- [SELECTED EXTRACT]

1

(I posted this on CV but I think here would be faster.

After I get the answer, I will somehow merge two posts...)

I am curious about the distribution of (maximum) run length given

k independent trials when $p(X=1)=p_1, p(X=2)=p_2, ..., p(X=n)=p_n.$

For example, for a coin tossing for 3 independent trials,
$p(X="H")=1/2, p(X="T")=1/2.$

$p(mrl=3)=2*(1/2)^3 \mbox{ for } HHH, TTT $

$p(mrl=2)=4*(1/2)^3 \mbox{ for } HTT, THH, HHT, TTH $

$p(mrl=1)=1-p(mrl=3)-p(mrl=2) $.

But what if for general n and k?

My guess would be $E(mrl)=\log_k n$ for uniform distribution

A similar question

Probability for the length of the longest run in $n$ Bernoulli trials

Given the link and the answer in it, I figure this problem is solved, Coz we can define $X=i$ as success and X otherwise failure. So to calculate $p(mrl=k)$ we can use different probability Bernoulli trials.

But then again, I am wrong because there could be longer run in FAILURES... Let X=1 be success, series of failures could be 23233432 but also could be 2222222!

- [OBJECTIVE]
Write out the run-length post from "Probability for the" up to and including "probability Bernoulli trials.". The data after this point is separate from the run-length post.

- [SOURCE EXCERPT]
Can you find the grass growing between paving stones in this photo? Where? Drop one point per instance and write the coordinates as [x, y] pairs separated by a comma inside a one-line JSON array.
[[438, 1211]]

- [EXERCISE RESPONSE]
Probability for the length of the longest run in $n$ Bernoulli trials

Given the link and the answer in it, I figure this problem is solved, Coz we can define $X=i$ as success and X otherwise failure. So to calculate $p(mrl=k)$ we can use different probability Bernoulli trials.